=== Task goal ===
Write out each line exactly as it stands, please.

=== The records ===
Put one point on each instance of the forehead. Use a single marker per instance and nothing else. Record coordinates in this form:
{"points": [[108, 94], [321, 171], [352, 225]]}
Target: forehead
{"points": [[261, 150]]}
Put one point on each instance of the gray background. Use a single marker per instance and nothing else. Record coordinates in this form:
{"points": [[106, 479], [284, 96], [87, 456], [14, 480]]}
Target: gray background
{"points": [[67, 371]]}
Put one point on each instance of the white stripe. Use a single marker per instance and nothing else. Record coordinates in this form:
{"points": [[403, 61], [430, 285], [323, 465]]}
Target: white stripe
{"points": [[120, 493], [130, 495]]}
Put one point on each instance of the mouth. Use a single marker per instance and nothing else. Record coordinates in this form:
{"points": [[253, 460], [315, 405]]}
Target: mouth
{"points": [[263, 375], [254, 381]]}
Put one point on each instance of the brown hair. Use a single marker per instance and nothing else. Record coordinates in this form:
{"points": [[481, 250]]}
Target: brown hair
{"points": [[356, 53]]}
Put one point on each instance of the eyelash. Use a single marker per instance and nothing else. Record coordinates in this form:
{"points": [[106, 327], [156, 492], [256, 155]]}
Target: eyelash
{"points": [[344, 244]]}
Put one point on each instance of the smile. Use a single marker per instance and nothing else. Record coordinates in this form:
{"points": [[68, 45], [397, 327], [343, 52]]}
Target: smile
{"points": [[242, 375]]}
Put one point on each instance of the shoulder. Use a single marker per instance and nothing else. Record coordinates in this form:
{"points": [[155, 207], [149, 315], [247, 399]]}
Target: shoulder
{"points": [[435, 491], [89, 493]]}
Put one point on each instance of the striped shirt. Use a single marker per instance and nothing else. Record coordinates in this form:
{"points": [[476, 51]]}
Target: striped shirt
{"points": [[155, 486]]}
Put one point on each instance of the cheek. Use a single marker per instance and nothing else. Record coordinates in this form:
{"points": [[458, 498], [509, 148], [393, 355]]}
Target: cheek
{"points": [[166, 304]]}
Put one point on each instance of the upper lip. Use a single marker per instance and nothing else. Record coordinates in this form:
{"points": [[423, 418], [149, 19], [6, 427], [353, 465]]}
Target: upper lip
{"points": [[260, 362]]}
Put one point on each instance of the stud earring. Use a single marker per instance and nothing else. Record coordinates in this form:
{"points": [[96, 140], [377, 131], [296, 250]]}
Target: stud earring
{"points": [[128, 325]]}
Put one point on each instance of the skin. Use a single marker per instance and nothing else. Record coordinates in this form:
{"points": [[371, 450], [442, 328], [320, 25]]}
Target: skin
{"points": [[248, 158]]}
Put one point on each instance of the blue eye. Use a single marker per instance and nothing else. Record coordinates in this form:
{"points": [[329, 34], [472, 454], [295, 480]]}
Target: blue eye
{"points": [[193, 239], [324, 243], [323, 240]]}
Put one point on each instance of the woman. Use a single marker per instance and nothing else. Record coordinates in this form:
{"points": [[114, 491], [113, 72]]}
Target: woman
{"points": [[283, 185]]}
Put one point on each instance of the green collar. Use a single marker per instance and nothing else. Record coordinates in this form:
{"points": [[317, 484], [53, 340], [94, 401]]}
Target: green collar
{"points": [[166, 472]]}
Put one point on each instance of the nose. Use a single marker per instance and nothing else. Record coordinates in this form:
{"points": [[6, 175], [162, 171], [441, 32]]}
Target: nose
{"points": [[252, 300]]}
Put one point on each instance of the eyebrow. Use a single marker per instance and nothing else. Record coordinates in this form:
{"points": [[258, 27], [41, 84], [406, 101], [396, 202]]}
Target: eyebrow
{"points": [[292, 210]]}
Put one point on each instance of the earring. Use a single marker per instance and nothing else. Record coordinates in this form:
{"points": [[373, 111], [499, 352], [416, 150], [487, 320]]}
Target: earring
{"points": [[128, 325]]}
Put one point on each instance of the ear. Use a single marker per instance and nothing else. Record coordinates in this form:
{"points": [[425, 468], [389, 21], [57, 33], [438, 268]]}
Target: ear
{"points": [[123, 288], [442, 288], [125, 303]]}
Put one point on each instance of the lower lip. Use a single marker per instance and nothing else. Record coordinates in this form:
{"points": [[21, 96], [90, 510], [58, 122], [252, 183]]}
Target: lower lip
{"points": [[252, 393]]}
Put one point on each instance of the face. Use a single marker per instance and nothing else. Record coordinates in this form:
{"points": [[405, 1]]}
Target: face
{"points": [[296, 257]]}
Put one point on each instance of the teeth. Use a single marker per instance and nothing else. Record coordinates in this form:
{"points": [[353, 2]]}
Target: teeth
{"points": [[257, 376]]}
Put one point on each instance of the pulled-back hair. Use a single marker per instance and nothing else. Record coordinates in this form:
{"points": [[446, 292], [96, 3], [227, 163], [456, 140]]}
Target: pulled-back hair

=== Task output ===
Put one point on each instance of the forehead. Use a single marker per instance and nothing else. Record coordinates in this form:
{"points": [[108, 94], [321, 171], [352, 225]]}
Target: forehead
{"points": [[261, 150]]}
Put one point on each instance of the gray background. Use a single marker per instance and nothing else. Record coordinates in this form:
{"points": [[106, 479], [284, 96], [87, 456], [14, 480]]}
Target: gray background
{"points": [[67, 371]]}
Put one point on each instance of the white stripe. Use a single marker per instance and nothing else. Record coordinates in this form:
{"points": [[403, 61], [430, 285], [323, 465]]}
Target: white stripe
{"points": [[120, 493], [130, 495]]}
Put one point on each instance of the mouth. Use a single marker per instance and nothing else. Record coordinates in this form:
{"points": [[253, 460], [315, 405]]}
Target: mouth
{"points": [[263, 375], [254, 381]]}
Put one point on each instance of the brown hair. Use a single marker per instance and nothing else. Record coordinates in this form:
{"points": [[481, 250]]}
Target: brown hair
{"points": [[356, 53]]}
Put one point on each instance of the eyelash. Use a single marker per instance and nothing else. Record coordinates in this form:
{"points": [[106, 327], [156, 492], [256, 155]]}
Target: eyelash
{"points": [[344, 244]]}
Put one point on each instance of the smile. Use a single marker per instance and nothing else. Record coordinates in this form:
{"points": [[68, 45], [397, 327], [343, 52]]}
Target: smile
{"points": [[242, 375]]}
Put one point on each instance of the shoulder. Use a single marker per instance and nothing else. Record coordinates in this form:
{"points": [[155, 207], [149, 315], [247, 399]]}
Target: shoulder
{"points": [[435, 491], [89, 493]]}
Put one point on each instance of the striped shirt. Use a single marker per instance and nothing else. Record coordinates in this form:
{"points": [[476, 51]]}
Target: striped shirt
{"points": [[155, 486]]}
Put one point on each instance of the cheek. Use a single marker per instance and nothing else. Record coordinates in this form:
{"points": [[458, 498], [509, 148], [393, 355]]}
Target: cheek
{"points": [[166, 304]]}
Put one point on each instance of the upper lip. Use a single marker per instance and nothing else. Record coordinates in this form:
{"points": [[423, 418], [149, 19], [6, 427], [353, 465]]}
Target: upper lip
{"points": [[260, 362]]}
Put one point on each instance of the stud earring. Use a single marker per instance and nothing else. Record coordinates in this form:
{"points": [[96, 140], [377, 131], [296, 250]]}
Target: stud earring
{"points": [[128, 325]]}
Put one point on each instance of the skin. Use a single marker per instance and nothing else. Record coordinates in this form:
{"points": [[371, 450], [442, 328], [320, 25]]}
Target: skin
{"points": [[248, 158]]}
Put one point on each instance of the blue eye. Use a single marker per instance and nothing else. Record coordinates in this form:
{"points": [[329, 34], [472, 454], [295, 480]]}
Target: blue eye
{"points": [[193, 239], [324, 243], [323, 240]]}
Put one point on each instance of the woman. Use a single marker per instance and nothing else. Record coordinates in this form:
{"points": [[114, 491], [113, 72]]}
Target: woman
{"points": [[283, 185]]}
Put one point on each instance of the green collar. Use a single marker per instance and nothing else. Record coordinates in this form:
{"points": [[317, 484], [53, 340], [94, 401]]}
Target: green collar
{"points": [[166, 472]]}
Put one point on each instance of the nose. Use a single marker per instance and nothing else. Record coordinates in this form:
{"points": [[6, 175], [162, 171], [441, 32]]}
Target: nose
{"points": [[252, 300]]}
Put one point on each instance of the eyebrow. Use a single marker per instance and nothing else. Record coordinates in this form:
{"points": [[258, 27], [41, 84], [406, 101], [396, 202]]}
Target: eyebrow
{"points": [[292, 210]]}
Put one point on each instance of the earring. Use a single marker per instance and nothing else. Record coordinates in this form:
{"points": [[373, 111], [499, 352], [416, 150], [487, 320]]}
Target: earring
{"points": [[128, 325]]}
Put one point on each instance of the ear. Use a single marker per instance and nothing else. Record coordinates in this form:
{"points": [[425, 468], [389, 21], [57, 33], [438, 268]]}
Target: ear
{"points": [[123, 288], [442, 288], [125, 303]]}
Put one point on each instance of the lower lip. Use a single marker per instance and nothing else. Record coordinates in this form:
{"points": [[21, 96], [90, 510], [58, 122], [252, 183]]}
Target: lower lip
{"points": [[252, 393]]}
Put one point on each instance of the face. Use a single marker per instance and nothing else. Record coordinates in this form:
{"points": [[405, 1]]}
Target: face
{"points": [[296, 257]]}
Put one point on each instance of the teeth. Use a single marker per instance and nothing else. Record coordinates in this form:
{"points": [[353, 2]]}
Target: teeth
{"points": [[257, 376]]}
Put one point on each instance of the pulled-back hair. Use a single marker per instance and nothing else. Record coordinates in this form:
{"points": [[446, 292], [96, 3], [227, 163], [456, 140]]}
Target: pulled-back hair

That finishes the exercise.